Given passage:
⟨

# Donell Williams Signed and waived as of 10/8



## qross1fan (Dec 28, 2004)

> RealGM Staff Report -
> The Los Angeles Clippers today signed free agent guard Donell Williams. Per team policy, terms of the contract were not released.
> 
> A Los Angeles native who starred at Fairfax High School and West Los Angeles Community College from 2001-2003, Williams enjoyed a successful college career at Fayetteville State University. At Fayetteville State, the 27 year old averaged 15.7 points, 6.0 rebounds and 2.1 assists as a senior. As a junior, Williams averaged 17.2 points, 7.2 rebounds and 3.4 assists. Prior to attending Fayetteville State, Williams averaged 29.6 points and 7.7 rebounds in 2002-03 at West Los Angeles Community College.


http://realgm.com/src_wiretap_archives/48325/20071002/clippers_sign_free_agent_donell_williams/

Yeah, it's news


----------



## Free Arsenal (Nov 8, 2004)

⟩

What this exercise asks:
(1) Reproduce the Donell Williams post word for word, starting with "# Donell Williams" and going on through "Angeles Community College.".
(2) In the Donell Williams post, how many points per game did Williams average as a senior at Fayetteville State?
Rely only on the Donell Williams post.

Extracted information:
⟨

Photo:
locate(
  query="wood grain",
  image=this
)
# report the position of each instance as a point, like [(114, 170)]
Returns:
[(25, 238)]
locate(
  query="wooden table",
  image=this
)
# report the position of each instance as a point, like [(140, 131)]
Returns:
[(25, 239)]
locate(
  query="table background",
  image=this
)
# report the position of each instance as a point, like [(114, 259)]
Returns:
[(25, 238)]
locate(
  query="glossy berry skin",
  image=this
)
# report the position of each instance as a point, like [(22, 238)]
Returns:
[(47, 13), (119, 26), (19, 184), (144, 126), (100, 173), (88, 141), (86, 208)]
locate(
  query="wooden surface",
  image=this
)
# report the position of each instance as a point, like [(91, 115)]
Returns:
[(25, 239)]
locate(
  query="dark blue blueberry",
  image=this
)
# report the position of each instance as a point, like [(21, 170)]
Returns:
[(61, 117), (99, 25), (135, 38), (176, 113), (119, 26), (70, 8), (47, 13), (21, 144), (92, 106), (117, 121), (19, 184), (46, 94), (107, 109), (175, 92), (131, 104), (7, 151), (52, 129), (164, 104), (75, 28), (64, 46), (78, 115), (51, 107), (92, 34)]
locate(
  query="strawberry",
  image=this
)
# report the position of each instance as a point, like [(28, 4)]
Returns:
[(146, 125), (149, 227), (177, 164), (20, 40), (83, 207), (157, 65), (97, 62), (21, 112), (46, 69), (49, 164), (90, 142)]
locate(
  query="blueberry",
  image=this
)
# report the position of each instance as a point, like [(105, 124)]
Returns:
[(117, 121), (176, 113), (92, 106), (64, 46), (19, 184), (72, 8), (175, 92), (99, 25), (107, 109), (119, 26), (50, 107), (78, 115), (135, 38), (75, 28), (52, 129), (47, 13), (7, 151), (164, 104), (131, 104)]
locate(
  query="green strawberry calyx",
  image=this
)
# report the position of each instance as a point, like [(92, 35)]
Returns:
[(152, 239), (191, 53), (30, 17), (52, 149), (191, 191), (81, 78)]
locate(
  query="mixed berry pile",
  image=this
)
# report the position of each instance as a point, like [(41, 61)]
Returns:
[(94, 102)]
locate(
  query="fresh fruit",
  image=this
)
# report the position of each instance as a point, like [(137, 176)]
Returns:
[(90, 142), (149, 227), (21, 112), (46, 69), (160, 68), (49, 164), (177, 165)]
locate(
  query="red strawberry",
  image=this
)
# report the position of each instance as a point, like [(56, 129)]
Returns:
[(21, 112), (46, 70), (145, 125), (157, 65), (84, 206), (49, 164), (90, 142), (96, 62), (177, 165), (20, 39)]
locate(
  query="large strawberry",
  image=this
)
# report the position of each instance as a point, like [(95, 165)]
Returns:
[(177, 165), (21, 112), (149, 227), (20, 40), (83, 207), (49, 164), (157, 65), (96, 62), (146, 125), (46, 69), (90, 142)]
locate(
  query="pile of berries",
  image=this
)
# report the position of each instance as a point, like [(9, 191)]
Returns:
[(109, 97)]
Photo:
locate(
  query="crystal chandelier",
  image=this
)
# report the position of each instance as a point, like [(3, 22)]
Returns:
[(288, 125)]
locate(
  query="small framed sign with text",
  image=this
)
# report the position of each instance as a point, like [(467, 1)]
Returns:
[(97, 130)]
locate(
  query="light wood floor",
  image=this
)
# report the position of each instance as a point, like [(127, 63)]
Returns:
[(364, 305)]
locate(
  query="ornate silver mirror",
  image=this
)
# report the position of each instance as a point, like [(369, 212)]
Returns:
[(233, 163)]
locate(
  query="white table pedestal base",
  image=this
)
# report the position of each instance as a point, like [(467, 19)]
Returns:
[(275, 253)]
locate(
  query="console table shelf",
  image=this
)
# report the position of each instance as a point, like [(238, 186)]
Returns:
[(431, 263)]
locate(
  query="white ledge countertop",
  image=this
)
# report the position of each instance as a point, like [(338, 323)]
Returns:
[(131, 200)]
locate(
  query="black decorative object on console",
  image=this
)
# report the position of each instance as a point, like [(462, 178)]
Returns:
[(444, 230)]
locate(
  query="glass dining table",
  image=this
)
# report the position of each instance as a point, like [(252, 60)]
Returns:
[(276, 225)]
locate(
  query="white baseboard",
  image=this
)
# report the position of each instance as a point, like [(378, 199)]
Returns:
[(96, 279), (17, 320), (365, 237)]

⟩

Answers in order:
(1)
# Donell Williams Signed and waived as of 10/8



## qross1fan (Dec 28, 2004)

> RealGM Staff Report -
> The Los Angeles Clippers today signed free agent guard Donell Williams. Per team policy, terms of the contract were not released.
> 
> A Los Angeles native who starred at Fairfax High School and West Los Angeles Community College from 2001-2003, Williams enjoyed a successful college career at Fayetteville State University. At Fayetteville State, the 27 year old averaged 15.7 points, 6.0 rebounds and 2.1 assists as a senior. As a junior, Williams averaged 17.2 points, 7.2 rebounds and 3.4 assists. Prior to attending Fayetteville State, Williams averaged 29.6 points and 7.7 rebounds in 2002-03 at West Los Angeles Community College.

(2) 15.7 points